STATED TASK:
Convert the listing below into a Markdown table with a Row column holding the row number and a Line column holding the text, skipping any blank lines. Leave the pictures out.
** Start INFORMATION SUPPLIED **
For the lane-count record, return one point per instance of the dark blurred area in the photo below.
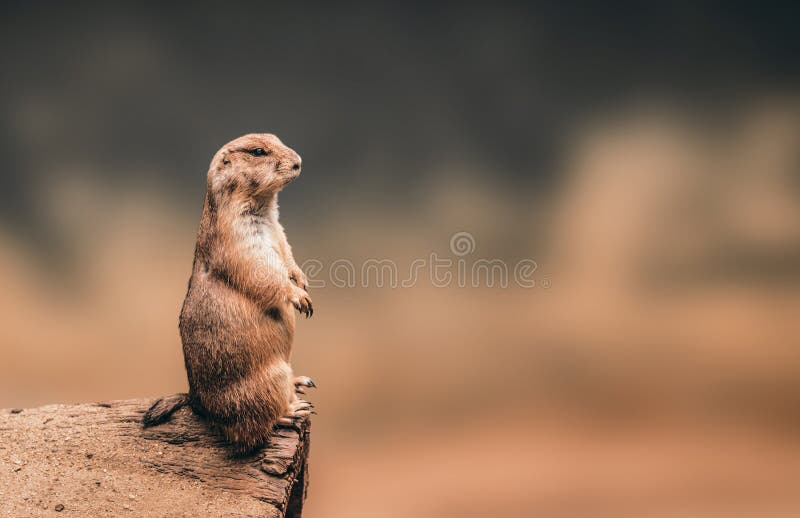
(646, 157)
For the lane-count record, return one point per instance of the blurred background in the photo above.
(646, 158)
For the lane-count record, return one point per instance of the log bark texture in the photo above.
(97, 460)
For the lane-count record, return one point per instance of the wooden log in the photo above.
(97, 460)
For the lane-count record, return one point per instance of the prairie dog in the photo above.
(237, 323)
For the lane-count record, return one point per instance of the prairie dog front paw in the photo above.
(301, 301)
(299, 278)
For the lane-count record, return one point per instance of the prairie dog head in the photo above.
(255, 165)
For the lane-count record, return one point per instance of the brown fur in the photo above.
(237, 323)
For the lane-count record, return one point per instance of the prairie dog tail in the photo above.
(163, 408)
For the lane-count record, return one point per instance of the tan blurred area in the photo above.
(653, 371)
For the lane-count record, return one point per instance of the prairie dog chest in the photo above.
(259, 236)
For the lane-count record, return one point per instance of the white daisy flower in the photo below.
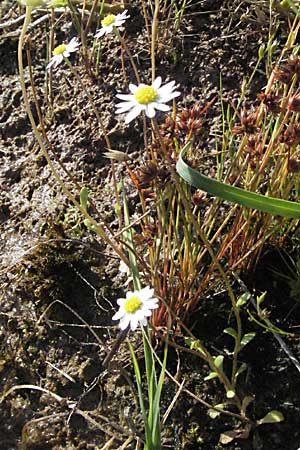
** End INFORMATION SUPPLIED **
RESULT OF THIS TASK:
| Row | Line |
|---|---|
| 1 | For the lane-count record, return one point per instance of the dark blurred area in the photo below. |
| 2 | (646, 157) |
| 3 | For the lane-count record, return one point per instance of the blurred background in the photo above. |
| 4 | (646, 158) |
| 5 | For the lane-count record, return one point per instance of the log bark texture in the photo above. |
| 6 | (97, 460) |
| 7 | For the lane-count record, return one point per instance of the wooden log in the photo above. |
| 8 | (97, 460) |
| 9 | For the lane-count record, return one point per instance of the prairie dog in the photo above. |
| 10 | (237, 323) |
| 11 | For the lane-count record, return one point per instance of the prairie dog front paw in the photo above. |
| 12 | (301, 301) |
| 13 | (299, 278) |
| 14 | For the lane-count record, return one point per instance of the prairie dog head in the photo above. |
| 15 | (255, 165) |
| 16 | For the lane-count record, return one point per instance of the brown fur in the photo above. |
| 17 | (237, 323) |
| 18 | For the lane-count record, return one point per instance of the prairie dog tail in the photo above. |
| 19 | (163, 408) |
| 20 | For the lane-count record, return one point per instance of the tan blurred area in the photo above. |
| 21 | (653, 371) |
| 22 | For the lane-count record, return one point per instance of the prairie dog chest in the photo above. |
| 23 | (259, 236) |
| 24 | For the lane-count record, return one point per instance of the white daisy flower in the photo below. |